(begin)

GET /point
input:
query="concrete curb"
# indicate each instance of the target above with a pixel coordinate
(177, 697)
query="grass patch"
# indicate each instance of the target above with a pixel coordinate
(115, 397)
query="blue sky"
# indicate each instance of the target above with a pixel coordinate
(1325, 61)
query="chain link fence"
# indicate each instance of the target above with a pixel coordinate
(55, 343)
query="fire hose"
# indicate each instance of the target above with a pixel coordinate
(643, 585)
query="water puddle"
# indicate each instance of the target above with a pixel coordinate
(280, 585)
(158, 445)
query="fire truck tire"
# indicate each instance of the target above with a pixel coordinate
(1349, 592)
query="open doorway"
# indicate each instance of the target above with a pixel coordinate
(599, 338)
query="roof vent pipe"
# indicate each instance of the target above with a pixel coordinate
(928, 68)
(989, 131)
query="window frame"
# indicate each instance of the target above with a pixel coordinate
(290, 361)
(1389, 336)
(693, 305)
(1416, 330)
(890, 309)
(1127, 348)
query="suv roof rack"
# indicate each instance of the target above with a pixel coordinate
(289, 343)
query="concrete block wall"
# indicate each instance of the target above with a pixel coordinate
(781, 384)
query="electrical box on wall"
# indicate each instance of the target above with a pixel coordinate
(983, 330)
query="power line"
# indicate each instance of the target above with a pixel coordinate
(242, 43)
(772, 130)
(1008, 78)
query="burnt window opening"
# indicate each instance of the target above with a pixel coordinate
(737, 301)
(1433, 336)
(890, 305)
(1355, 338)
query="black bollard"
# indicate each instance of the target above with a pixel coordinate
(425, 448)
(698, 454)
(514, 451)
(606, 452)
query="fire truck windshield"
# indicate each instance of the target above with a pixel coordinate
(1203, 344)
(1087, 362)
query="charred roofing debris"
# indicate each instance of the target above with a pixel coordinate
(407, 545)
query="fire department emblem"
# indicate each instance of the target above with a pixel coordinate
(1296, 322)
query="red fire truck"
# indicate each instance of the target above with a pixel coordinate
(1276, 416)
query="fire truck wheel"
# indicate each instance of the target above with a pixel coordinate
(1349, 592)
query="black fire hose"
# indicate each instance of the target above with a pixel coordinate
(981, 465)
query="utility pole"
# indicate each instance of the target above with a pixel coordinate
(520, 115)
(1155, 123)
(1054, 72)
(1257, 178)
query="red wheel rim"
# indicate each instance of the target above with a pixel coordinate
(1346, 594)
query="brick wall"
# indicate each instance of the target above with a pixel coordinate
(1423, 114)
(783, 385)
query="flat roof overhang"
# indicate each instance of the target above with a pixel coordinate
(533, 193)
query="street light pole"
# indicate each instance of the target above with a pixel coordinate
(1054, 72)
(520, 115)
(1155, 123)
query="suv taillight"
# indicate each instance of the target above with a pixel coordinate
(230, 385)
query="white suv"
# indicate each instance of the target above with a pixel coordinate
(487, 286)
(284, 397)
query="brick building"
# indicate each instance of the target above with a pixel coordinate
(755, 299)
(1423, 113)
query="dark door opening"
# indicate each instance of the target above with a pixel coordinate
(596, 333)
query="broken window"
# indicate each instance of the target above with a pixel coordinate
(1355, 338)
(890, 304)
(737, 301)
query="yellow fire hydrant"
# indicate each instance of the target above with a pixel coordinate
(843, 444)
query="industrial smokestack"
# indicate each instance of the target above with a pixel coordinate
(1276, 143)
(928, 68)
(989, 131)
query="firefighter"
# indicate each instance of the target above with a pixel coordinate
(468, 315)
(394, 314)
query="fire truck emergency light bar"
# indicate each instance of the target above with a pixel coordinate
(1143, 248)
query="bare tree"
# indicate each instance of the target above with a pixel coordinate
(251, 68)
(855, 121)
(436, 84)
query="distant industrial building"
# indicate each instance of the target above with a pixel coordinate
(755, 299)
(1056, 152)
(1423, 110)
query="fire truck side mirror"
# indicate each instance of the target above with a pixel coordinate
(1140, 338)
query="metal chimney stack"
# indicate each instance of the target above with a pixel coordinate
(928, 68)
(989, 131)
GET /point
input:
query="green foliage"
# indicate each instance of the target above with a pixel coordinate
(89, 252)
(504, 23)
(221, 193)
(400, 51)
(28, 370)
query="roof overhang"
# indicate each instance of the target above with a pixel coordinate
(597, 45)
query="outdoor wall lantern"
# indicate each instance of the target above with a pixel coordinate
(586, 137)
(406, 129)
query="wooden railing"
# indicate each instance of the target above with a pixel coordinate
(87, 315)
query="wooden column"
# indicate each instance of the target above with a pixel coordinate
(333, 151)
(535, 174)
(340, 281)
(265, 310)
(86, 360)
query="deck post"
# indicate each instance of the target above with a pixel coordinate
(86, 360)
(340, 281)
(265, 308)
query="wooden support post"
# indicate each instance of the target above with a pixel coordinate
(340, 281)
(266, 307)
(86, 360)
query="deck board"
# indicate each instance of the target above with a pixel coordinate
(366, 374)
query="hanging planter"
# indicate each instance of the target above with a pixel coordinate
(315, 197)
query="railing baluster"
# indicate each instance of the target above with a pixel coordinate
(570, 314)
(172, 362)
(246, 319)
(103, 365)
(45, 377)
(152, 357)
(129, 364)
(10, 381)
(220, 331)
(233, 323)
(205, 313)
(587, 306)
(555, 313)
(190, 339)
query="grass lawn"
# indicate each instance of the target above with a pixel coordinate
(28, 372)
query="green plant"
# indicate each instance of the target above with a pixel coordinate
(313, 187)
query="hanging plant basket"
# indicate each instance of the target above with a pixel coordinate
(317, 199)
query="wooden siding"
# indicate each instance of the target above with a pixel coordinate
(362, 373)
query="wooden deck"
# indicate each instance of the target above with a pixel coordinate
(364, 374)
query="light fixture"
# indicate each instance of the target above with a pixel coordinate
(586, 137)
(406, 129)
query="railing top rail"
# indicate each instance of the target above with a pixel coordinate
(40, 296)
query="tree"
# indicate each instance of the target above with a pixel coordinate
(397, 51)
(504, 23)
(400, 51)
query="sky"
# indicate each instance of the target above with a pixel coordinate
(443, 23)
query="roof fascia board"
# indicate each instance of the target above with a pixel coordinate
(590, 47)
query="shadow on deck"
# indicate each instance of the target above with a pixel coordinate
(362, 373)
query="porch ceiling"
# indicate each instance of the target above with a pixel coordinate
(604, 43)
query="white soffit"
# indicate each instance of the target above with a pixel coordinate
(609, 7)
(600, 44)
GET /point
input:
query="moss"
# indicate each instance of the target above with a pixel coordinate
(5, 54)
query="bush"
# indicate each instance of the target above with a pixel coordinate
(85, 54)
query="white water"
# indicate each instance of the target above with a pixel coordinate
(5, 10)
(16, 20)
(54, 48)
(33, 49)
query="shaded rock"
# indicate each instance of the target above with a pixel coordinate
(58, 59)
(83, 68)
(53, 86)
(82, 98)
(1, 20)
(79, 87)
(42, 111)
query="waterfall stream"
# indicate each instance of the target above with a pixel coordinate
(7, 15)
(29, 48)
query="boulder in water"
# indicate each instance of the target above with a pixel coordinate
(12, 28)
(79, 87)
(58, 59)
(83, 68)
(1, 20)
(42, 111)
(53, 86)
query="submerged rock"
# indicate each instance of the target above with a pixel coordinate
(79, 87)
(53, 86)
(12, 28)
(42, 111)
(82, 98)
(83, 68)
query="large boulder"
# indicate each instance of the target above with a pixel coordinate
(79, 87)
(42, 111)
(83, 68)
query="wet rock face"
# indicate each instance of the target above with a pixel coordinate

(end)

Goal
Pick out every line in the lines above that contains the string "post" and copy each one.

Exercise result
query="deck post"
query="wooden support post"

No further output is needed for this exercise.